__RECORD SET__.
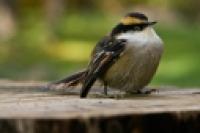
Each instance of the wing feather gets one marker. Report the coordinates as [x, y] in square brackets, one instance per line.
[106, 52]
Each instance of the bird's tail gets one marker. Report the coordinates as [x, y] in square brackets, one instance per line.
[71, 80]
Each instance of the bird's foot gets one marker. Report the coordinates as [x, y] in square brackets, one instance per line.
[147, 91]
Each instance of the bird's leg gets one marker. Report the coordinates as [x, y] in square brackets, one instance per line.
[105, 87]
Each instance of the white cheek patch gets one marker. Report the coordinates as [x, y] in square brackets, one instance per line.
[141, 38]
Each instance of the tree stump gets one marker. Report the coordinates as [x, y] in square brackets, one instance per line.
[29, 108]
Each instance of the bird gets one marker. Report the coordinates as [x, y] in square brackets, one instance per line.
[125, 59]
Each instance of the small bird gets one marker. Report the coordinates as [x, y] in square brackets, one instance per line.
[125, 59]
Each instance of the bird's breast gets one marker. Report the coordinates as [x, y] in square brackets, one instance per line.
[138, 63]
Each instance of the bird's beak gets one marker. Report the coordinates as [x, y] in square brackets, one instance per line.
[151, 23]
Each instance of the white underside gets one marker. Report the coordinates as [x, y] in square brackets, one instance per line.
[139, 61]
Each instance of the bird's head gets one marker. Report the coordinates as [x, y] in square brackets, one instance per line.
[134, 22]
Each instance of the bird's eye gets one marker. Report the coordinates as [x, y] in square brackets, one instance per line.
[138, 28]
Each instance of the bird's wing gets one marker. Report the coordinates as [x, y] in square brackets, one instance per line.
[105, 54]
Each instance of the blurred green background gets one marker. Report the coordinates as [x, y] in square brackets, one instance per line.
[49, 39]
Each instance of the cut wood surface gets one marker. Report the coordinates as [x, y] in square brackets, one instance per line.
[29, 106]
[18, 99]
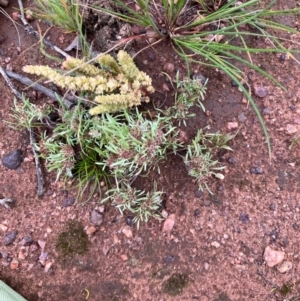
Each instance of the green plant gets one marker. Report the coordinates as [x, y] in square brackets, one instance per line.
[143, 205]
[217, 34]
[175, 284]
[115, 86]
[26, 114]
[199, 157]
[189, 92]
[66, 15]
[72, 240]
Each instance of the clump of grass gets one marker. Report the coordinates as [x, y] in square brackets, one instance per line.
[65, 14]
[143, 205]
[199, 158]
[89, 149]
[215, 33]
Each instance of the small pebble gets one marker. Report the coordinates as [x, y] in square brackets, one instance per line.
[127, 232]
[169, 223]
[273, 257]
[197, 212]
[13, 159]
[282, 57]
[215, 244]
[266, 111]
[291, 129]
[234, 83]
[124, 257]
[90, 230]
[232, 125]
[207, 203]
[9, 238]
[285, 267]
[199, 77]
[169, 67]
[14, 264]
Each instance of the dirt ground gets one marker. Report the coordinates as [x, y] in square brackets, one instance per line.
[215, 250]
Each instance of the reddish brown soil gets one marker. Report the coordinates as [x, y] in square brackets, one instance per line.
[246, 213]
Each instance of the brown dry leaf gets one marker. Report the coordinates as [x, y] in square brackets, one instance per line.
[273, 257]
[169, 223]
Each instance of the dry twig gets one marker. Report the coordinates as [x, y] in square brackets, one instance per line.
[34, 33]
[31, 134]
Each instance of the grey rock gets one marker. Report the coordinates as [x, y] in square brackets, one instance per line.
[169, 258]
[244, 217]
[256, 170]
[9, 238]
[266, 111]
[231, 160]
[198, 193]
[272, 207]
[96, 218]
[207, 203]
[199, 77]
[13, 159]
[261, 91]
[197, 212]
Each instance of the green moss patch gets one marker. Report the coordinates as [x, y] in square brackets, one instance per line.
[175, 284]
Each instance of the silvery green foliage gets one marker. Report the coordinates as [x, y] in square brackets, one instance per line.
[143, 205]
[131, 144]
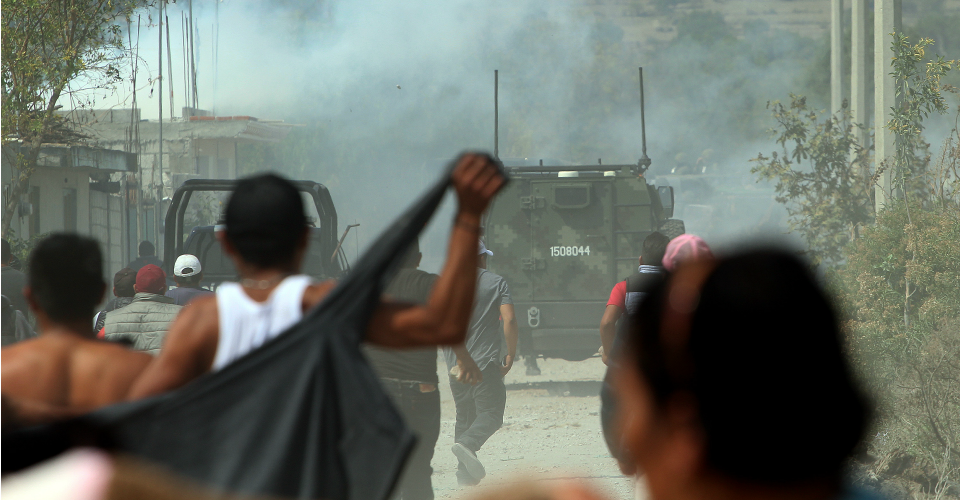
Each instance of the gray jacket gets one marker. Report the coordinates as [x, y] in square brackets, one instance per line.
[144, 323]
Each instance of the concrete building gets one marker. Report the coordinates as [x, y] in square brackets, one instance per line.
[75, 188]
[195, 145]
[116, 185]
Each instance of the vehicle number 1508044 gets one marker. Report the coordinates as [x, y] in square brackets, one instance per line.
[573, 251]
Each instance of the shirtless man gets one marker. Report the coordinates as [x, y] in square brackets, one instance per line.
[66, 370]
[266, 237]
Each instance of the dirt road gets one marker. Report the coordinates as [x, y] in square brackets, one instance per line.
[551, 430]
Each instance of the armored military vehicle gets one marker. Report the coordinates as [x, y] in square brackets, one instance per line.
[195, 211]
[562, 236]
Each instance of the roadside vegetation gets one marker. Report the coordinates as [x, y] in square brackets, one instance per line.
[896, 272]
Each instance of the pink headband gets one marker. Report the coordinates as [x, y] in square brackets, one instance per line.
[685, 247]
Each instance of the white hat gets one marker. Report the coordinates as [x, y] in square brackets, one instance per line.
[187, 265]
[483, 250]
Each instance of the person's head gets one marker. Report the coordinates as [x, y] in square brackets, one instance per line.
[413, 257]
[5, 253]
[685, 248]
[654, 246]
[482, 253]
[734, 373]
[187, 270]
[265, 224]
[65, 283]
[123, 282]
[151, 279]
[146, 249]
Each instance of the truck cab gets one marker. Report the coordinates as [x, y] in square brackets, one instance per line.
[562, 237]
[195, 214]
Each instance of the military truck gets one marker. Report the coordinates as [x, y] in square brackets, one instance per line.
[196, 212]
[563, 235]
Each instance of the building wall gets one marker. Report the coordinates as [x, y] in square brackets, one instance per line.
[94, 213]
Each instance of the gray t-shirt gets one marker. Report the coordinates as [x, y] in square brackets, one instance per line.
[484, 336]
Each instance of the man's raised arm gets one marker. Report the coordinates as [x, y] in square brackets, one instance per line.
[443, 319]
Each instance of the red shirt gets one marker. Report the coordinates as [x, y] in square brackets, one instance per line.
[618, 296]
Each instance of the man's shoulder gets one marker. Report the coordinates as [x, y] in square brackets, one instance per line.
[490, 276]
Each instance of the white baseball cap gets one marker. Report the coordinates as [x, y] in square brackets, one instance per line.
[483, 250]
[187, 265]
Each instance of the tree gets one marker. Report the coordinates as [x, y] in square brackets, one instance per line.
[920, 93]
[47, 47]
[826, 189]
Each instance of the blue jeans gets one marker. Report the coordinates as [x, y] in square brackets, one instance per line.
[479, 407]
[420, 408]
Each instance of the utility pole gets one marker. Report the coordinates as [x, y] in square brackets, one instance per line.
[858, 70]
[836, 55]
[156, 206]
[886, 21]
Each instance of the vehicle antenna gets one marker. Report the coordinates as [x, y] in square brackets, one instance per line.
[496, 114]
[645, 161]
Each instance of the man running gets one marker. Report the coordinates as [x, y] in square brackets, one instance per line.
[266, 238]
[65, 367]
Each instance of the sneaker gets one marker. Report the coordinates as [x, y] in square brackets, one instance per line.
[469, 459]
[532, 368]
[465, 479]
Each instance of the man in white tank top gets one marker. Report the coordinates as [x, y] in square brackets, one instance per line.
[266, 237]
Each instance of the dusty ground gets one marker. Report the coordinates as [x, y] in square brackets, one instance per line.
[551, 430]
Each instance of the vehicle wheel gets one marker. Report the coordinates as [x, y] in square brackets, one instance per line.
[671, 228]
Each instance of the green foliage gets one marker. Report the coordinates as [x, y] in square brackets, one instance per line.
[46, 47]
[901, 291]
[919, 93]
[821, 175]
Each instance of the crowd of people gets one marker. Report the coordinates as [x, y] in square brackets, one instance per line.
[709, 391]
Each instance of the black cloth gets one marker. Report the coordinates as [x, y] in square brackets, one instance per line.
[479, 408]
[418, 365]
[114, 304]
[12, 283]
[302, 416]
[144, 260]
[420, 408]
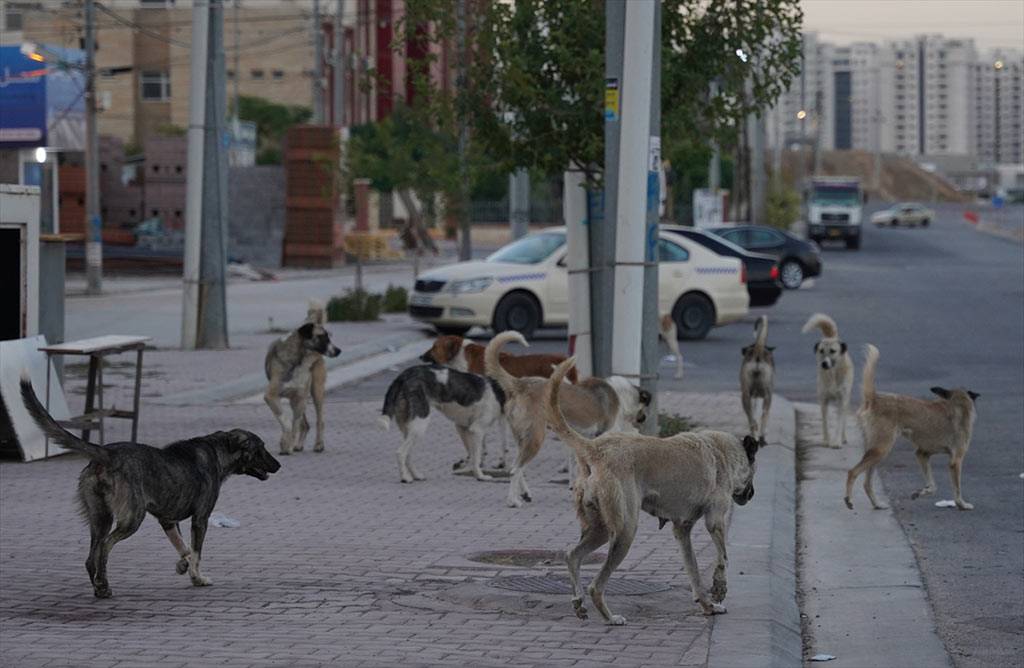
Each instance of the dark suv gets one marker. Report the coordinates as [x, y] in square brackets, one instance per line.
[798, 259]
[762, 270]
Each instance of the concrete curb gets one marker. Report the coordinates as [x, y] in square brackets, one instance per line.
[762, 627]
[369, 358]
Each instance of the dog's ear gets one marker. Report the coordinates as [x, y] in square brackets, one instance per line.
[751, 447]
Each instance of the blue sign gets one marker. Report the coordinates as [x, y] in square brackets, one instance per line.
[23, 97]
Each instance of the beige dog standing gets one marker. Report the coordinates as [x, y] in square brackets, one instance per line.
[593, 405]
[757, 378]
[835, 373]
[933, 426]
[677, 479]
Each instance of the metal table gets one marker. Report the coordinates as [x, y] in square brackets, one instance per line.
[97, 348]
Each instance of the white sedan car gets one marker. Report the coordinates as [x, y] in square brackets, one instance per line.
[524, 286]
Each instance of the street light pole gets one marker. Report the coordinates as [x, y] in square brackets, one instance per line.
[93, 222]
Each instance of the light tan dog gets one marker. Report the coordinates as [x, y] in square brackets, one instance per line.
[933, 426]
[677, 479]
[296, 371]
[835, 373]
[464, 355]
[593, 405]
[667, 329]
[757, 378]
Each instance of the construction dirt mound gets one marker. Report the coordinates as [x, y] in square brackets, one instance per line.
[901, 179]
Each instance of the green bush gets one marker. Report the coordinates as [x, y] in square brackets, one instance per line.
[782, 207]
[354, 305]
[395, 299]
[669, 424]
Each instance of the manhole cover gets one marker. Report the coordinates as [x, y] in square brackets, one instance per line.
[529, 558]
[555, 584]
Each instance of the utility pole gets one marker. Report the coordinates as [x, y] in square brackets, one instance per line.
[317, 67]
[519, 202]
[339, 67]
[93, 223]
[632, 148]
[204, 323]
[465, 247]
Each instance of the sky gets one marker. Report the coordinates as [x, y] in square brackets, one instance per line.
[991, 23]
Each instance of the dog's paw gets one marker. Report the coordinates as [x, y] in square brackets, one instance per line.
[713, 609]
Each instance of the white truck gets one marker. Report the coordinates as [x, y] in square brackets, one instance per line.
[835, 209]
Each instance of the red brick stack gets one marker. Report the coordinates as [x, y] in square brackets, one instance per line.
[313, 235]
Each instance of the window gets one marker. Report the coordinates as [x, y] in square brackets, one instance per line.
[669, 252]
[155, 85]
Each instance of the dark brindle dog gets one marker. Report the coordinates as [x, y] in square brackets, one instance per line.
[125, 481]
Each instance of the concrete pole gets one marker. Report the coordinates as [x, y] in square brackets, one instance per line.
[465, 245]
[93, 222]
[194, 182]
[212, 325]
[339, 67]
[519, 203]
[634, 151]
[715, 168]
[650, 353]
[601, 207]
[317, 67]
[578, 264]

__TASK DIRECTIONS__. Nothing from before the line containing "Each instance of the dog's paw" should appear; copy that line and each one after it through the last line of the entries, exactly.

__COMPLETED EXERCISE__.
Each instance of the dog's paw gets one marker. Report the coordinates as [x, y] in square brackets, one instance per line.
[713, 609]
Each instance of the white truck gets one marker. Report the coordinates as [x, y] in square brackets, one instance per line.
[835, 209]
Each instance of the red brick stack gets one marker. Report the coordinates as [x, y] in square brackets, one instance per line.
[313, 235]
Each instance of the window gets one marker. Report the coordinates as [x, y] in square brackets, one instance per line.
[669, 252]
[155, 85]
Each instance of the dark brindle dog gets one marker. Report the coordinates as [x, y] in square brackets, one instance per line.
[125, 481]
Each instance of the concrete pole gets one marker. Report the coordinates as [x, y] in square brackets, one instance per line.
[465, 245]
[93, 222]
[194, 182]
[212, 325]
[339, 67]
[519, 203]
[634, 151]
[715, 168]
[650, 353]
[601, 207]
[317, 67]
[578, 264]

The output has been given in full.